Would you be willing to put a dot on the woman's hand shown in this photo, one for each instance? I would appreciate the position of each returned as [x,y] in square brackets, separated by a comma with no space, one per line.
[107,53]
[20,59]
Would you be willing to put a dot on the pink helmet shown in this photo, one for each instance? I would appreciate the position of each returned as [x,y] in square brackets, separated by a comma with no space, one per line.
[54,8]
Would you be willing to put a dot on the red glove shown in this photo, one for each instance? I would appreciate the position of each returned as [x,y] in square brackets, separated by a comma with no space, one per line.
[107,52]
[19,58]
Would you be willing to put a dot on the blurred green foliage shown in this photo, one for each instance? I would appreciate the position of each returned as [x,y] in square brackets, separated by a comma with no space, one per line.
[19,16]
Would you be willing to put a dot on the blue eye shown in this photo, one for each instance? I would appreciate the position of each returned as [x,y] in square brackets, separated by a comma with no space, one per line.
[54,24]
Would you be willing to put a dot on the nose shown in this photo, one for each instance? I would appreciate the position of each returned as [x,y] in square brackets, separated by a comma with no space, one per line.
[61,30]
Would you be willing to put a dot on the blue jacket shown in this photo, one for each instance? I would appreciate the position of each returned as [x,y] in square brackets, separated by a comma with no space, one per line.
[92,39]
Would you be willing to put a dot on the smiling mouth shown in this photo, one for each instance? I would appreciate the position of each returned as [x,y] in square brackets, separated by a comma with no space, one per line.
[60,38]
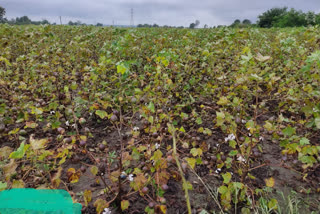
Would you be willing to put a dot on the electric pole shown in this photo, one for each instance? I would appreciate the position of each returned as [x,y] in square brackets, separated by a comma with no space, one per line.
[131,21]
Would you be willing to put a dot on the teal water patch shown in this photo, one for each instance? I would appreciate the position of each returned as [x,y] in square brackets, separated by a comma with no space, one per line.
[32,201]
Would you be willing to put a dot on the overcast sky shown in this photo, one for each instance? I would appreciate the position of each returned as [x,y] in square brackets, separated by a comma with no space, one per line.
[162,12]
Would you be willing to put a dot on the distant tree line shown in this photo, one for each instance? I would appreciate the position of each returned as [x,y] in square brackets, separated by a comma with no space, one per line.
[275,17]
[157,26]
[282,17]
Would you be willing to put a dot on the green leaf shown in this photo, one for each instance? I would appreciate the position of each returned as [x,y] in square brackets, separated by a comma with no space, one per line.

● ● ● ● ●

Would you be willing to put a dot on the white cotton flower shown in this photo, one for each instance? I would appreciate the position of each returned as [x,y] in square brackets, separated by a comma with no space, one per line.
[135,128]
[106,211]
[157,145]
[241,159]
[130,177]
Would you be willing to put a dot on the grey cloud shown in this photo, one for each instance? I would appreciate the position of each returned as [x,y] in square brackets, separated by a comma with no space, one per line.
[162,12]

● ● ● ● ●

What is expected → Start with the line above that contains "Would you be willing to put a dot on the distant" and stop after the line that contains "Would you be willing to put a dot on the green". Output those lines exactly, and only those.

Written response →
Would you be willing to put a dot on the distant tree line shown in this photo, one for each instance? I would appreciate the position of each returned as [x,y] in square brackets, separated by a comma with no space, one per line.
[275,17]
[157,26]
[282,17]
Would you be willing to put a dot on the green leaf shown in this photo, one for each instance? I would appreciate the position of each returned as [x,y] in square brackets, separated by a comma with no space, one per line.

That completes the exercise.